━━━ Data for this task

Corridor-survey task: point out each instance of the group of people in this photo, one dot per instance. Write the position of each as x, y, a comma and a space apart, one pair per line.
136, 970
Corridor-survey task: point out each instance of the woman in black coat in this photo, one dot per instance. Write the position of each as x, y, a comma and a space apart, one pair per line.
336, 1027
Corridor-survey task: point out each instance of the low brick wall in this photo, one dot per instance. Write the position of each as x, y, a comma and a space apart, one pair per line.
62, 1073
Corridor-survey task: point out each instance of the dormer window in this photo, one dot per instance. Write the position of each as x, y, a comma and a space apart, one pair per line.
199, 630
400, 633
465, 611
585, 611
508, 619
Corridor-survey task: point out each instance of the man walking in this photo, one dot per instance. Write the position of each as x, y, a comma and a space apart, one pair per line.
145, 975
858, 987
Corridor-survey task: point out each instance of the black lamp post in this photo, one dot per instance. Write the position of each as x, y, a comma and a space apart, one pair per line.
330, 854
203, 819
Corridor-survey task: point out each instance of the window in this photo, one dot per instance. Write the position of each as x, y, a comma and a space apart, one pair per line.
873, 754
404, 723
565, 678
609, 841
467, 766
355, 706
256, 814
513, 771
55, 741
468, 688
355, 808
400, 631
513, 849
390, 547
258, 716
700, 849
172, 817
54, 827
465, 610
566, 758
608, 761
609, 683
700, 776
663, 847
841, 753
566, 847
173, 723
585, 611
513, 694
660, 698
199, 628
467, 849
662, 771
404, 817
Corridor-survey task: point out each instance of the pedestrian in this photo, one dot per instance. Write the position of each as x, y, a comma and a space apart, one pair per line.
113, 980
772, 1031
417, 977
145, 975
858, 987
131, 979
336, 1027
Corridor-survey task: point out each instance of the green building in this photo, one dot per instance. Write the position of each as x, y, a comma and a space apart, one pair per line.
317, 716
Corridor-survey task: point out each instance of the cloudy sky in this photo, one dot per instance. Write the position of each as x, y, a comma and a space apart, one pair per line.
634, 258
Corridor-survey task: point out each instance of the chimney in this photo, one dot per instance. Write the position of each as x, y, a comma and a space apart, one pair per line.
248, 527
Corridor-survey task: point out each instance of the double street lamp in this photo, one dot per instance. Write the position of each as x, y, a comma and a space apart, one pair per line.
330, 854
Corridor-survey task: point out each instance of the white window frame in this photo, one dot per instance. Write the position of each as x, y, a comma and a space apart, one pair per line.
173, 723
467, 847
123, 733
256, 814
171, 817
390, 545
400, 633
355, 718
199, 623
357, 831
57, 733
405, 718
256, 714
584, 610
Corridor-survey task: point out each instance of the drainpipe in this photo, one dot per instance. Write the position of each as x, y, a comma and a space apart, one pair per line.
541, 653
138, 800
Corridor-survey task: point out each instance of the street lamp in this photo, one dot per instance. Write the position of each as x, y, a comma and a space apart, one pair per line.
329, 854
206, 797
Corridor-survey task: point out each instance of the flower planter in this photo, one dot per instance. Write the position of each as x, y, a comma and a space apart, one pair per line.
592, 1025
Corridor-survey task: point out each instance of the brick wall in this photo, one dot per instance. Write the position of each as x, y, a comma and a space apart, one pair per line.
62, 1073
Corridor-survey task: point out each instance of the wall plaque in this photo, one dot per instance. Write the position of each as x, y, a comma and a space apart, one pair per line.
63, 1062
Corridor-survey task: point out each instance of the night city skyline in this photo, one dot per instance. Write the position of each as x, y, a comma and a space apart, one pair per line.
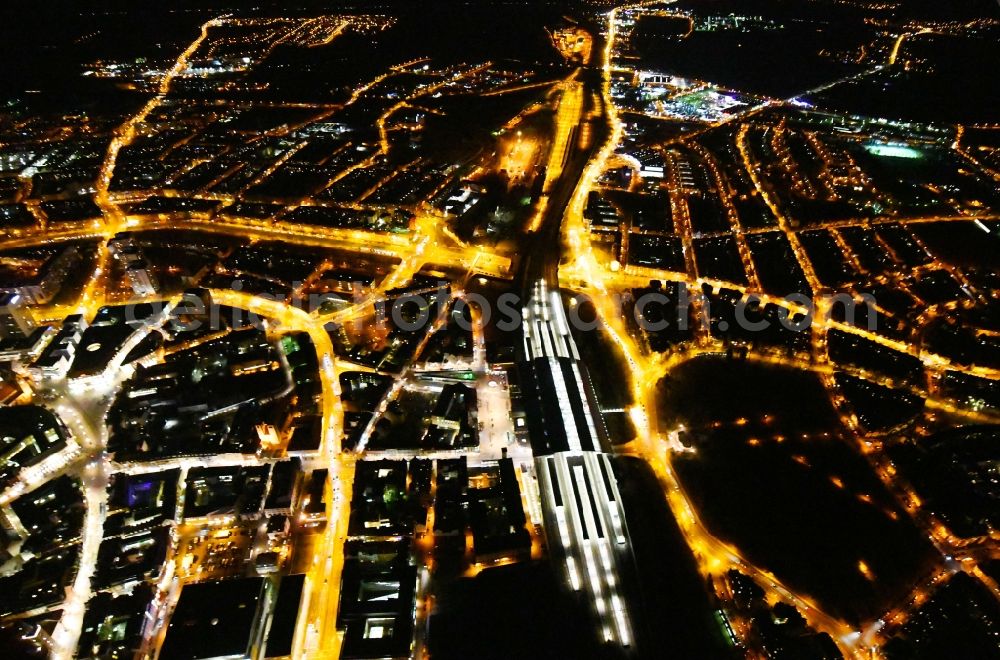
500, 330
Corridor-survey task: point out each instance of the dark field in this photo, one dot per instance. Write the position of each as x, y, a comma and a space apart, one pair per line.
788, 490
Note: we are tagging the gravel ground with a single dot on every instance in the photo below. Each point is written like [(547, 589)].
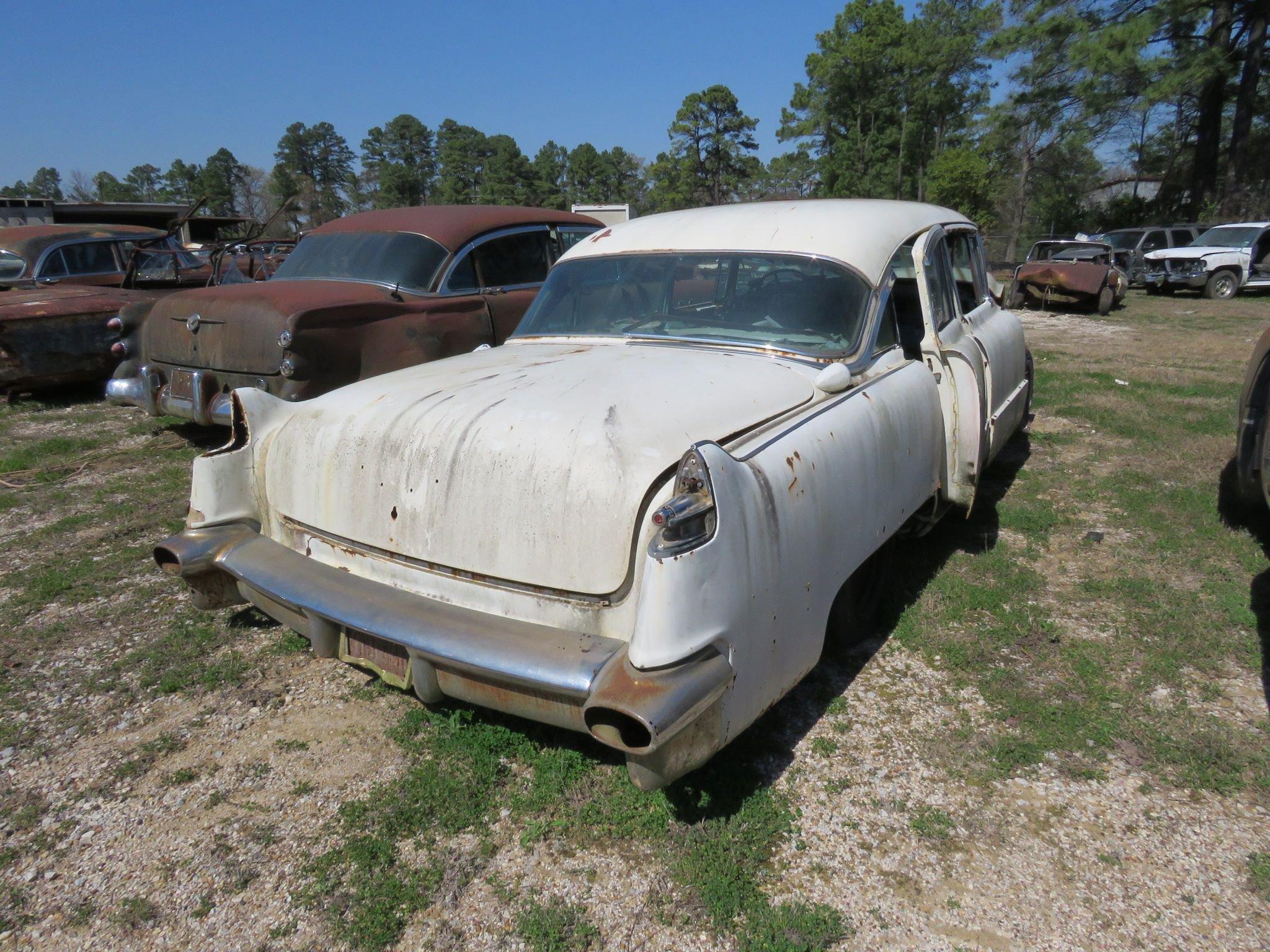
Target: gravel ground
[(215, 833)]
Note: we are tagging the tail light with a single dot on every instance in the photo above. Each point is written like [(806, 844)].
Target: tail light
[(687, 519)]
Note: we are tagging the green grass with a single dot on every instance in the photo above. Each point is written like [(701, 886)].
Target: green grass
[(135, 913), (556, 927), (191, 654), (931, 823), (714, 835), (1259, 874)]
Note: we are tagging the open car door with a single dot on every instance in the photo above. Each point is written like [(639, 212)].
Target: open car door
[(956, 358)]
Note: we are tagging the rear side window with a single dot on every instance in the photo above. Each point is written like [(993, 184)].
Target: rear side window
[(513, 259), (888, 328), (54, 266), (11, 266), (91, 258), (571, 236), (964, 272), (464, 275)]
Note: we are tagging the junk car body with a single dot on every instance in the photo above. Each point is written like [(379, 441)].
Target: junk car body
[(1219, 265), (639, 516), (1132, 245), (94, 255), (357, 298), (66, 283), (1072, 272)]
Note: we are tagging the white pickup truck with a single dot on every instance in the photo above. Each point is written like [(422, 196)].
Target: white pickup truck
[(1222, 260)]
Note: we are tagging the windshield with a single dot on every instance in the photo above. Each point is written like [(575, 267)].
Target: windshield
[(1123, 239), (158, 260), (1228, 236), (380, 257), (762, 300)]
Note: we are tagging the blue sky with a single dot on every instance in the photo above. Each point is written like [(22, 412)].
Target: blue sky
[(94, 84)]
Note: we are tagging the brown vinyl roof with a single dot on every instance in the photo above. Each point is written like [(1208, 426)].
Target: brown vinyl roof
[(451, 225), (31, 240)]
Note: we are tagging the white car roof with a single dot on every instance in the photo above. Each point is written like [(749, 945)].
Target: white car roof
[(863, 232)]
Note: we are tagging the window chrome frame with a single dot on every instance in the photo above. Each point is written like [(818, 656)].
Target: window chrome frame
[(855, 359), (47, 253), (443, 284)]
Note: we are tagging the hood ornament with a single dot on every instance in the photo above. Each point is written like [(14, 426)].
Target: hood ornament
[(195, 322)]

━━━━━━

▶ _Aim of the task_:
The response should repeat each record precisely and contain no pictures.

▶ _Problem solution_:
Corridor-survey task: point out each instance of the group of people in this photo, one dot per instance. Write the position of each as x, y, a comma and a space apart, one pair per line.
136, 970
Corridor-survey task: point out each instance of the woman in black coat in this photo, one dot per instance. Write the position of each as x, y, a comma and a space apart, one pair per line.
336, 1027
Corridor-survey task: point out each instance of the low brick wall in this photo, one dot per instance. Write the position of each as x, y, a comma and a space apart, one pair per line.
62, 1073
Corridor-survey task: point out each instance of the dormer window in this photo, one dot per instance. Write the position of each as x, y, a comma and a space apart, one pair per line.
199, 630
400, 633
465, 611
585, 611
508, 619
Corridor-survey task: point out each instance of the man walking in this photo, one dot per instance. Write the position of each as x, y, a comma and a space apart, one pair per line.
145, 975
858, 987
Corridor-survey task: point out each instance of the black lamp post in this photo, one dot per instance. Write the position of each as x, y, a comma and a space apart, one pair per line.
330, 854
203, 819
Corridor-survey task: point out each instance of the window in this photo, one dot per instance. Write the position of each as x, y, a comma and a space apart, one pair per line.
873, 754
404, 723
565, 678
609, 841
467, 766
355, 706
256, 814
513, 771
55, 741
468, 688
355, 808
400, 631
513, 849
390, 547
258, 716
700, 849
172, 817
54, 827
465, 610
566, 758
608, 761
609, 683
700, 776
663, 847
841, 753
566, 847
173, 723
585, 611
513, 694
660, 698
199, 628
467, 849
662, 771
404, 817
Corridor-survey task: point out each instance of the pedestrian in this photo, one dot per instance. Write the position of each as x, y, a comma and a space apart, one pair per line.
113, 980
772, 1031
417, 977
145, 975
858, 987
131, 979
336, 1027
Corridor-survey task: point out each instance of the green building in this photo, one dot per instance. Write the position of each as x, y, a comma and a space apart, one pair per line.
317, 716
Corridor-survey task: point out each instance of the cloudy sky in this photo, one dot per instance. Write the position of each as x, y, a comma and a space apart, one pair per line.
634, 258
Corridor-survey task: point out each instance of the chimney in this photo, one dot per instance. Write the position of each as x, y, a comma and a space apart, one pair per line.
248, 527
Corridor-survey task: point out each instance of the double street lamp in this photo, one dot per instance. Write the position of each as x, y, a comma and a space apart, one pair per line.
330, 854
Corridor-survey task: point out each instance of the white window frame in this photo, one dot per instance. Write the position of each as x, y, a comma and a space apart, one pair per line.
173, 723
467, 847
123, 733
256, 814
171, 817
390, 545
400, 633
355, 718
199, 623
357, 831
57, 733
405, 718
256, 714
584, 610
Corridor-survey task: point out each instance of the drainpipe in this photo, one dot per instance. Write the position of each as x, y, a comma and a space apart, one pair per line.
541, 653
138, 800
Corridor-survey task: point out each instance of the street lamp in this photo, one dot per instance. Write the position of each as x, y, a comma and a space apart, one pair per line.
329, 854
206, 797
Corridor-survey task: point out each instance of the flower planter in this photo, one dot per instance. Write the position of each as x, y, a comma and a space apart, one pair per line.
592, 1025
Corridor-survey task: point out each instance of the brick wall in this photo, one dot per instance. Write the position of each as x, y, a comma and a space apart, one pair per line.
62, 1073
Corridor-survey task: point out each instance of the wall plaque in this photo, one dot per instance. Write the position of each as x, y, a comma and a space apart, one pair per line.
63, 1062
Corridor-survey task: point out each instance of the night city skyline in this photo, one dot per instance. Write the position of each as x, y, a comma and a space apart, one pair per line.
500, 330
Corridor-survey task: point out each instance of the dark field in this photo, one dot per instance. Write the position of each as x, y, a comma and a space apart, one pair per line.
788, 490
Note: we are tagging the gravel ground with a single dot on every instance in the photo below. Each point is written like [(547, 589)].
Target: gravel ground
[(215, 833)]
Note: we are tagging the tail light with a single dot on every instance in the photo above. Each point is written like [(806, 844)].
Target: tail light
[(687, 519)]
Note: we are tagging the green grass with a single dot on every instance in the photo above. Each point is written like [(701, 886)].
Target: green grass
[(135, 913), (556, 927), (191, 654), (931, 823), (714, 835), (1259, 874)]
Note: we are tagging the open car door with a single dot on every instance in the photo above. Each point is written like [(639, 212)].
Target: open car door
[(956, 358)]
Note: we are tagging the rear side window with a single dot on every instance in the photo above. Each point is written like [(993, 184)].
Target: rear side window
[(513, 259), (888, 328), (54, 266), (11, 266), (91, 258), (571, 236), (964, 272), (464, 275)]
Note: we are tagging the junk car body with a single dot on every instance in the photo above. Each point is written like [(379, 441)].
Target: junk car body
[(1219, 265), (639, 516), (1132, 245), (94, 255), (357, 298), (66, 283), (1072, 272)]
Note: we are tagging the white pickup truck with a single dot on every instance in the photo above. Each point is written like [(422, 196)].
Target: white pickup truck
[(1222, 260)]
Note: we are tagging the windshield with a single dot on every instance in the photo above. Each point is written like [(575, 267)].
Target: windshield
[(1123, 239), (158, 260), (1228, 236), (380, 257), (762, 300)]
Note: we are tagging the blue sky with a single dot on every instance in the photo above. Each point is written like [(22, 412)].
Target: blue sky
[(94, 84)]
Note: we are tagging the brown vinyl roof with a single dot on every instance in the photo above. Each point is written like [(1208, 426)].
Target: brown vinyl roof
[(451, 225), (31, 240)]
Note: we are tagging the white car roof with a single dot on every instance in the photo above. Each point is written like [(749, 945)].
Target: white car roof
[(863, 232)]
Note: we are tagging the window chrome frame with a single dot on every instance in the photo above. Each point is written like [(818, 656)].
Target: window chrome frame
[(855, 359), (47, 253), (443, 284)]
Note: we are tagging the hood ornament with a single dot on every instance in the photo above. Each point is written like [(14, 426)].
Target: hood ornament
[(195, 322)]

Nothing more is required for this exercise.